ARTICLE:
Representative Peter DeFazio, who chairs the Committee on Transportation and Infrastructure, said the House would vote on the sweeping reform measure later this year.

The Boeing Co BA.N 737 MAX has been grounded since March 2019. Among other reforms, the bill requires that an expert panel evaluate Boeing’s safety culture and recommend improvements.

“Those crashes were the inevitable culmination of stunning acts and omissions within Boeing and the (FAA),” DeFazio said at a hearing.

He said the FAA had failed to properly ensure the safety of the 737 MAX, and called aircraft certification “a broken system that broke the public’s trust.”

Boeing and the FAA have declined to comment on the legislation.

The bill would require American aircraft manufacturers to adopt safety management systems and complete system safety assessments for significant design changes, ensure that risk calculations are based on realistic assumptions of pilot response time, and share risk assessments with the FAA.

A report released last week by House Transportation committee Democrats found that the 737 MAX crashes were the “horrific culmination” of failures by Boeing and the FAA and called for urgent reforms.

The House bill would extend airline whistleblower protections to U.S. manufacturing employees, require FAA approval of new workers who are performing delegated certification tasks for the agency, and impose civil penalties on those who interfere with the performance of FAA-authorized duties.

FAA Administrator Steve Dickson is conducting an evaluation flight at the controls of a 737 MAX in Seattle, a key milestone as the U.S. planemaker works to win approval for the aircraft to resume flights.

WHAT TO DO:
[a] In the article on the Boeing reform bill, since when has the 737 MAX been grounded?
[b] Quote the article on the Boeing reform bill word for word from "The Boeing Co BA.N 737" to "on the legislation.".

[Records from a collection]
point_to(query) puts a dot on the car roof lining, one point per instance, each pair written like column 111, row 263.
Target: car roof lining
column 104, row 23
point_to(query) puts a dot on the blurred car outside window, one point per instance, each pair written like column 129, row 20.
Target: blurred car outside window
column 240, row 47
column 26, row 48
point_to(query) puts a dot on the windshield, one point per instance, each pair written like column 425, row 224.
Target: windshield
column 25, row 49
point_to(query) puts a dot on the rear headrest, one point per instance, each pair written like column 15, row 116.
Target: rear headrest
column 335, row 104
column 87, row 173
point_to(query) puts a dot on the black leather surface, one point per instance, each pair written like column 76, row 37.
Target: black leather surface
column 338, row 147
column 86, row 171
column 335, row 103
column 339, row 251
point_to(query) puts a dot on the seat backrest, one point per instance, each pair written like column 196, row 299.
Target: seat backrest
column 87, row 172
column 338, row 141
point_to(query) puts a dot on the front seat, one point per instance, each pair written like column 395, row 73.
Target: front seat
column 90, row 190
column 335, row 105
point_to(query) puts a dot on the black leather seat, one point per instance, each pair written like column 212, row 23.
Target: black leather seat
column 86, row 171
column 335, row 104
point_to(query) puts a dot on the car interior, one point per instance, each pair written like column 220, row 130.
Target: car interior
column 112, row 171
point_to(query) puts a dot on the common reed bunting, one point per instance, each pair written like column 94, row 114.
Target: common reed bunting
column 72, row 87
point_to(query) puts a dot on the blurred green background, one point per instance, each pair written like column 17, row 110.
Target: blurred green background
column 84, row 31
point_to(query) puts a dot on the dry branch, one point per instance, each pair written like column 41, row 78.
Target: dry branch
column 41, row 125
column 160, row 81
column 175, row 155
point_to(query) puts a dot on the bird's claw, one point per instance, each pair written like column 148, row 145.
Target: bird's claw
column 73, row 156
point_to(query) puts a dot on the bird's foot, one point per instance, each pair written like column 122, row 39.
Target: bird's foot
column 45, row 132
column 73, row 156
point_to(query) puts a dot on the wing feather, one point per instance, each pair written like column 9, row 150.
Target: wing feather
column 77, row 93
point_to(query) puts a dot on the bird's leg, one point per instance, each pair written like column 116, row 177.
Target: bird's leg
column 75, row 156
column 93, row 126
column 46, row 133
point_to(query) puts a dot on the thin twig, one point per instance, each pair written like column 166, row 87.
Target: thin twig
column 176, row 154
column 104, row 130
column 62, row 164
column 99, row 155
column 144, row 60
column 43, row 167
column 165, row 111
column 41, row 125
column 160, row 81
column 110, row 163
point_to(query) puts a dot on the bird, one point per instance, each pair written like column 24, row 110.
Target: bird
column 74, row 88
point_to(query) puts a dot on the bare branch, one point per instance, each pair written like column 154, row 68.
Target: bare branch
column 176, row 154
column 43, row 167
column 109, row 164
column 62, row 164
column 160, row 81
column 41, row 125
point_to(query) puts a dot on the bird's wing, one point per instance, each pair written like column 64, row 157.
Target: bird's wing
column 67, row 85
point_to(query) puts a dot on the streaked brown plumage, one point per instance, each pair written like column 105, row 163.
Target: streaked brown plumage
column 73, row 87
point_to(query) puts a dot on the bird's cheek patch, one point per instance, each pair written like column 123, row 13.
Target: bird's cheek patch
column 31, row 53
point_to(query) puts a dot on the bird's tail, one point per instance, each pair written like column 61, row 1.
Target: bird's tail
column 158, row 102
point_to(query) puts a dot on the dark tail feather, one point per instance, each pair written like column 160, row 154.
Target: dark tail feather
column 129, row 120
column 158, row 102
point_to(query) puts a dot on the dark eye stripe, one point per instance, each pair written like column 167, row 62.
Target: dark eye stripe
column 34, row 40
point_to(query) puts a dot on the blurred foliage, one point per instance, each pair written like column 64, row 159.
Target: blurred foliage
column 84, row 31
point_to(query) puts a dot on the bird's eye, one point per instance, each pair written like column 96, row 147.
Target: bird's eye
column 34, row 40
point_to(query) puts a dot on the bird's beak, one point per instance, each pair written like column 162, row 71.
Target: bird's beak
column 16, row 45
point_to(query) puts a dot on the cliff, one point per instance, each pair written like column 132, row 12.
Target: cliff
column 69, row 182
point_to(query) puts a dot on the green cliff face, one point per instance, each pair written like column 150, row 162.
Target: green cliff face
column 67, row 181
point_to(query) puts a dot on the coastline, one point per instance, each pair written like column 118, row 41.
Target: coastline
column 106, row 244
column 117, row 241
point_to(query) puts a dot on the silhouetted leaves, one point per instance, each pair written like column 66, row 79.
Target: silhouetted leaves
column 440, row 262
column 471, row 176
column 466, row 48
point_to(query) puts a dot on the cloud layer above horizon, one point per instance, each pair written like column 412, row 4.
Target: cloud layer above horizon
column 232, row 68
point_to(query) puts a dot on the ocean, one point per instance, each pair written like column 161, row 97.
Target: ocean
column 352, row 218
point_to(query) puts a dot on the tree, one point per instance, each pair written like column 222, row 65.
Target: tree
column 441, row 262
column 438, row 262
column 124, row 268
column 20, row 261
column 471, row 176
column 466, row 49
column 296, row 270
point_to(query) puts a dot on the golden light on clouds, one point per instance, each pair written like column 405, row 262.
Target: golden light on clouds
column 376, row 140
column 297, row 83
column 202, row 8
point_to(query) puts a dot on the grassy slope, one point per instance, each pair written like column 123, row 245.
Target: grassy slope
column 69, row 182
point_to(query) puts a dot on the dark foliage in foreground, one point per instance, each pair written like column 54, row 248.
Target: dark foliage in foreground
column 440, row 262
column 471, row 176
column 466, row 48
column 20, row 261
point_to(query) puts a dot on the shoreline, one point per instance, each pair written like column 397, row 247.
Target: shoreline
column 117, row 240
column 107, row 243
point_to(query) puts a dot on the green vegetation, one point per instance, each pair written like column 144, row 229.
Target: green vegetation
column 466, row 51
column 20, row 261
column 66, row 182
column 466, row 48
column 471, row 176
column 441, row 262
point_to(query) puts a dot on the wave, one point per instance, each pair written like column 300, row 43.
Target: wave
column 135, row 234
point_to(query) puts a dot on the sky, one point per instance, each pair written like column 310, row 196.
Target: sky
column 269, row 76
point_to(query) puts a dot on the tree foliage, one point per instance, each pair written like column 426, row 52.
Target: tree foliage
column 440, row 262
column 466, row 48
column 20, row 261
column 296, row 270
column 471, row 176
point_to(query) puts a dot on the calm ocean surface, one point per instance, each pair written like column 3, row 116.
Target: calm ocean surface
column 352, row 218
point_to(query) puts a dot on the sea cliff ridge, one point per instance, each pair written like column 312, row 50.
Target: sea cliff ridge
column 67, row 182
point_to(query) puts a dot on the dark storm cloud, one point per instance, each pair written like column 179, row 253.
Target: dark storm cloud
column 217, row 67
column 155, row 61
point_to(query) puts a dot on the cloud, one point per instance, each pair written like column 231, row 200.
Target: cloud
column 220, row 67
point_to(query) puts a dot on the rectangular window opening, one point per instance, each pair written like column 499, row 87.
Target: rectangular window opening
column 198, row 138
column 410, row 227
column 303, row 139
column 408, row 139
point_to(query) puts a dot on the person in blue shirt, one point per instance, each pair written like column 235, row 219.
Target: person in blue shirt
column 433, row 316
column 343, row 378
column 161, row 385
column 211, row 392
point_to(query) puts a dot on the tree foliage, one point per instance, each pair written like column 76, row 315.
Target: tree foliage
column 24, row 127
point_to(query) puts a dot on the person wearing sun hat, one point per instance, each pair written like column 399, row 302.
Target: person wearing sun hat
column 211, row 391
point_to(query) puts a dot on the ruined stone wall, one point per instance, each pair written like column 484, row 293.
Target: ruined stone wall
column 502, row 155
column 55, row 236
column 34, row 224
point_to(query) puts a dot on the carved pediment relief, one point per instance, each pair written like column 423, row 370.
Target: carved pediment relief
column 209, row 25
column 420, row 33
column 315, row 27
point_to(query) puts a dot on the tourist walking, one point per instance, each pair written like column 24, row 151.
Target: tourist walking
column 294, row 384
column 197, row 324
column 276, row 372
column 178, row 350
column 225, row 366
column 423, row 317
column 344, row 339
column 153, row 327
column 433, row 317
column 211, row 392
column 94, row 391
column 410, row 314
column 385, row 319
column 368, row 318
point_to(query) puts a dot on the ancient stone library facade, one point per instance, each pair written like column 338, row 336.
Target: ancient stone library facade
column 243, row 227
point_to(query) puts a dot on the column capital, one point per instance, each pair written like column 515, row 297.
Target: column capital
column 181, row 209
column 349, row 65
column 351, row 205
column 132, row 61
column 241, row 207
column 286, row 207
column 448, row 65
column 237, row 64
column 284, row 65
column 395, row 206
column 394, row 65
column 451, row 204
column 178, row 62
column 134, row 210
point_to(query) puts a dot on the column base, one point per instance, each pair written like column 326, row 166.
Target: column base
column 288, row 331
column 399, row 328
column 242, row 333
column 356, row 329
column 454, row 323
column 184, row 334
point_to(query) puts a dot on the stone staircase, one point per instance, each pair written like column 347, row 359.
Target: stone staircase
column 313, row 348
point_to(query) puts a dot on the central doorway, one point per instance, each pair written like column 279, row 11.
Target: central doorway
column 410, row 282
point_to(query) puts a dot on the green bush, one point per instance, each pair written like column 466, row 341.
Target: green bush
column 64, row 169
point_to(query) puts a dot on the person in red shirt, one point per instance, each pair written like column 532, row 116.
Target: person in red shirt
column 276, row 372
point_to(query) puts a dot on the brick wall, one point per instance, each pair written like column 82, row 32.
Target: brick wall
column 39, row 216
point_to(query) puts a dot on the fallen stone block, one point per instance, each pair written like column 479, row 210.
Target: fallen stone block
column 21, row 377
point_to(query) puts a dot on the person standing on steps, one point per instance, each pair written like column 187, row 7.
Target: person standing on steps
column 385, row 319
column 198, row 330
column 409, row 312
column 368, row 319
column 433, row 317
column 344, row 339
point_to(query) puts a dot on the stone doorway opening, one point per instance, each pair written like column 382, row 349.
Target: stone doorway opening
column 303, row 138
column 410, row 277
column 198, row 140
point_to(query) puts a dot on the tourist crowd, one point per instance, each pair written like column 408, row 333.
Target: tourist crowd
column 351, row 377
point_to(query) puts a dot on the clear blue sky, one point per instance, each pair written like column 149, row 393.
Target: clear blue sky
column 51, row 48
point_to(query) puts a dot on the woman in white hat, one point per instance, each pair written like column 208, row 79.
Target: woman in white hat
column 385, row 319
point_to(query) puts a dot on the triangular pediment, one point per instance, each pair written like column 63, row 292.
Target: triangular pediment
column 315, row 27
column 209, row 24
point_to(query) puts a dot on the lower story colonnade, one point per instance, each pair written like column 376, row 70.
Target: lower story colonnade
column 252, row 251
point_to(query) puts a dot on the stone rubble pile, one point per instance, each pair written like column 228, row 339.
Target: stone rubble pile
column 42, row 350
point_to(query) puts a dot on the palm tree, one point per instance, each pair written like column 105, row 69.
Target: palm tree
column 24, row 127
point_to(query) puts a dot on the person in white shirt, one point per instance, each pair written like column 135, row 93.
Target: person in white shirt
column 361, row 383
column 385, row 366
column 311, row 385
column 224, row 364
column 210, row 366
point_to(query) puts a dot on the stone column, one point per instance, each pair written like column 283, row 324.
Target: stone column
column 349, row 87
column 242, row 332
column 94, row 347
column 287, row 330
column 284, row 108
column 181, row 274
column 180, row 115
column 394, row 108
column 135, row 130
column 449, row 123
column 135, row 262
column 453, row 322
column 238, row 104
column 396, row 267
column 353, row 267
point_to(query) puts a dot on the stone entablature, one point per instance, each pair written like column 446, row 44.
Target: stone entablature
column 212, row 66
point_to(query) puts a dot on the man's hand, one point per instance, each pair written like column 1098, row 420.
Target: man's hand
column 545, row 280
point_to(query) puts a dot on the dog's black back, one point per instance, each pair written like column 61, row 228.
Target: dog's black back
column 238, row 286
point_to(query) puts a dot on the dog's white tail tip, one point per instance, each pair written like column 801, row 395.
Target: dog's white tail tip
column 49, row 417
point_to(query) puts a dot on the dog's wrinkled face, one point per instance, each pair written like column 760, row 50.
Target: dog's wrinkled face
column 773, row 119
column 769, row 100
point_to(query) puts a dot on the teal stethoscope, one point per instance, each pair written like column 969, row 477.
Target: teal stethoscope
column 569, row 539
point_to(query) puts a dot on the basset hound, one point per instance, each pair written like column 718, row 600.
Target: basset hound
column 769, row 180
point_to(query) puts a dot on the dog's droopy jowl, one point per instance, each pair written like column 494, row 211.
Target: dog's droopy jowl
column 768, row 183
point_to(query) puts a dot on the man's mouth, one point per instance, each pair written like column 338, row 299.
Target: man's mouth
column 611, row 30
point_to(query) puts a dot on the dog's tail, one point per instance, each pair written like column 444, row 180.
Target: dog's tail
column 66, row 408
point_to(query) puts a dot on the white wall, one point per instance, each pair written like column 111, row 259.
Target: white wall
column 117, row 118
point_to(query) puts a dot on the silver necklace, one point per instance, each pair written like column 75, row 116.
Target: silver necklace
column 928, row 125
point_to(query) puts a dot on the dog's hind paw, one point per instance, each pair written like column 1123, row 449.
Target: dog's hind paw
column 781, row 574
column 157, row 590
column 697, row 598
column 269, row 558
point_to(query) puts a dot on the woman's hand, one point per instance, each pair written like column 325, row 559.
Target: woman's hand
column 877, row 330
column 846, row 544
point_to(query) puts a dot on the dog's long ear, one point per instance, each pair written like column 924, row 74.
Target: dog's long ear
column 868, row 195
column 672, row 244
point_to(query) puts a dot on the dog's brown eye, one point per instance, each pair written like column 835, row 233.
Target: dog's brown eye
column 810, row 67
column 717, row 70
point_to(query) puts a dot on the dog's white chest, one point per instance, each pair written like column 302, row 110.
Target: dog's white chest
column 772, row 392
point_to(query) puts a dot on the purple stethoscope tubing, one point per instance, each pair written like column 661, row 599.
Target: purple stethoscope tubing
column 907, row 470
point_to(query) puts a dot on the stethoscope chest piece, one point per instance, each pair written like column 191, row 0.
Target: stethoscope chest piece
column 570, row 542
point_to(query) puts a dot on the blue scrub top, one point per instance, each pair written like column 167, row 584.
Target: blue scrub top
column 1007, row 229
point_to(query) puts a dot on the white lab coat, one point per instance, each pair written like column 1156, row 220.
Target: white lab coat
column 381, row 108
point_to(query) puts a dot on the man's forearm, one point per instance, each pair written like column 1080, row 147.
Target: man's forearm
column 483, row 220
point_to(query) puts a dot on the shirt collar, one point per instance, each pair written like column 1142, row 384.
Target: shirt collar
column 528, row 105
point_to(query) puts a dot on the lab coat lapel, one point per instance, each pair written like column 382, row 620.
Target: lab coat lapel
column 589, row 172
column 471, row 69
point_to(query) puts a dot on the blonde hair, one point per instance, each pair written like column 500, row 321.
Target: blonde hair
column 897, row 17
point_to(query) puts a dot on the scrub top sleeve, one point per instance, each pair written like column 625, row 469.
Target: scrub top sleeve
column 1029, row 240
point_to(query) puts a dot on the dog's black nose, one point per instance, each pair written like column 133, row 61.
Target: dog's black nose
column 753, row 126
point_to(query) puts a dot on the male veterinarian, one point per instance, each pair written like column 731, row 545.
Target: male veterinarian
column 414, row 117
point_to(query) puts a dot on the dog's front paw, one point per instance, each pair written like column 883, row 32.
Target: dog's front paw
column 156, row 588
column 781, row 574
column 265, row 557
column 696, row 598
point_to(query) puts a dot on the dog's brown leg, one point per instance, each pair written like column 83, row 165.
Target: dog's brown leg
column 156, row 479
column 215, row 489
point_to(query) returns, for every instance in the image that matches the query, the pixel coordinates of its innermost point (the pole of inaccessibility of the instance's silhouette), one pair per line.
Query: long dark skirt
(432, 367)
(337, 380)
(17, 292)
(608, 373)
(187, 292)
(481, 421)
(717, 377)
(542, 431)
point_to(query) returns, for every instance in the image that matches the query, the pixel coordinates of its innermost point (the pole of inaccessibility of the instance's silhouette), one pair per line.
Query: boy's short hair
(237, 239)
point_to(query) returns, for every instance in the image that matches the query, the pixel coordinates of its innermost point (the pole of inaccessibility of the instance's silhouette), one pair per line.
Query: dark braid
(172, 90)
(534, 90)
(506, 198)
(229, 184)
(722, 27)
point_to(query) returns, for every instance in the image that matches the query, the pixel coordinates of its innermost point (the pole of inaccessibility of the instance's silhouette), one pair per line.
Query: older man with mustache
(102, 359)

COMPLETE ANSWERS:
[a] Since March 2019.

[b]
The Boeing Co BA.N 737 MAX has been grounded since March 2019. Among other reforms, the bill requires that an expert panel evaluate Boeing’s safety culture and recommend improvements.

“Those crashes were the inevitable culmination of stunning acts and omissions within Boeing and the (FAA),” DeFazio said at a hearing.

He said the FAA had failed to properly ensure the safety of the 737 MAX, and called aircraft certification “a broken system that broke the public’s trust.”

Boeing and the FAA have declined to comment on the legislation.